What is needed: Give back exactly the lines of the data below, starting with the line that has "positive clicks: (361, 195) (346, 177)" and going on through the line that has "box: [338, 136, 373, 212]".

───── Data supplied ─────

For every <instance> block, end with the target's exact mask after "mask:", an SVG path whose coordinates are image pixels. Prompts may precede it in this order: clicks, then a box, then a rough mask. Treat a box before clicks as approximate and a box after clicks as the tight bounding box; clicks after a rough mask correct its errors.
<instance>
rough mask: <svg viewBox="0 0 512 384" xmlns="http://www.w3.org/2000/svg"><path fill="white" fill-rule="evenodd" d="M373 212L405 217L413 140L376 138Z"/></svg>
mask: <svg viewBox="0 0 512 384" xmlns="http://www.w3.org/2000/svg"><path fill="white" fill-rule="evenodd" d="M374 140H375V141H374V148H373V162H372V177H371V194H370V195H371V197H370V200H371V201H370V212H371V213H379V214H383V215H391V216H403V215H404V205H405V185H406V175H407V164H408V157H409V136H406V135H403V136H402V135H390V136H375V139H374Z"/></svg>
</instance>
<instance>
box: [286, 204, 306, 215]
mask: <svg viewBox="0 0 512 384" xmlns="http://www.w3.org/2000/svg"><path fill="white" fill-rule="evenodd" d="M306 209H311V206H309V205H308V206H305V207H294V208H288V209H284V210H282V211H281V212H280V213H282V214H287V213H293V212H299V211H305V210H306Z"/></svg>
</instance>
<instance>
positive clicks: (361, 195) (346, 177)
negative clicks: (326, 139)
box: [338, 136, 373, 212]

─────
───── Data supplied ─────

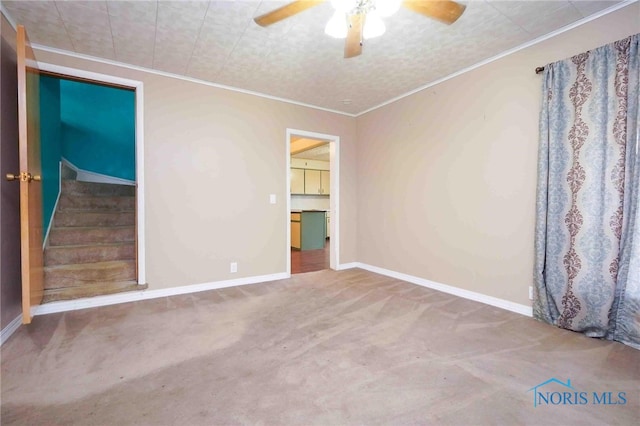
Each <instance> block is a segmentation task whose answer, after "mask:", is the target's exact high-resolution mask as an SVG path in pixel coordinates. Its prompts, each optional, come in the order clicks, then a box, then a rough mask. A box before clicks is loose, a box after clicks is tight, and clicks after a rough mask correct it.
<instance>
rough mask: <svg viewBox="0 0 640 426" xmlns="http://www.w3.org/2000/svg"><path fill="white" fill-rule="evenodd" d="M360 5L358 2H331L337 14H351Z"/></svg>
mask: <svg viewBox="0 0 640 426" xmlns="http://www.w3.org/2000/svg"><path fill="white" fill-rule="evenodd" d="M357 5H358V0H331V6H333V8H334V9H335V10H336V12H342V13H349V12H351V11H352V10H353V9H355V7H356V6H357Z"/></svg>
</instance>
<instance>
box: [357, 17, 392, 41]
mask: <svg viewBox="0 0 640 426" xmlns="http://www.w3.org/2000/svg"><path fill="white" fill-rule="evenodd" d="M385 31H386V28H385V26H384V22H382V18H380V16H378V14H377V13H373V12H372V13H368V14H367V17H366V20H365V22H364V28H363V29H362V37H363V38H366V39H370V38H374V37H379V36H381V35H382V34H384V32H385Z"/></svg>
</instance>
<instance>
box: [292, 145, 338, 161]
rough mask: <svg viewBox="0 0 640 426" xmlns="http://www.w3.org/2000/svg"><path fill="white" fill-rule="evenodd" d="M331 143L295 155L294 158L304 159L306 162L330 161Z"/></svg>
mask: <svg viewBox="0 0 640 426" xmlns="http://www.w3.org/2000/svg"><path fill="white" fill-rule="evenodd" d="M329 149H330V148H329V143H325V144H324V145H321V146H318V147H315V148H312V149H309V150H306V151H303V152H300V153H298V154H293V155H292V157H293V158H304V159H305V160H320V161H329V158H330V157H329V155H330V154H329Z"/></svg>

─────

Written response:
positive clicks: (361, 195) (346, 177)
negative clicks: (326, 139)
box: [338, 136, 373, 212]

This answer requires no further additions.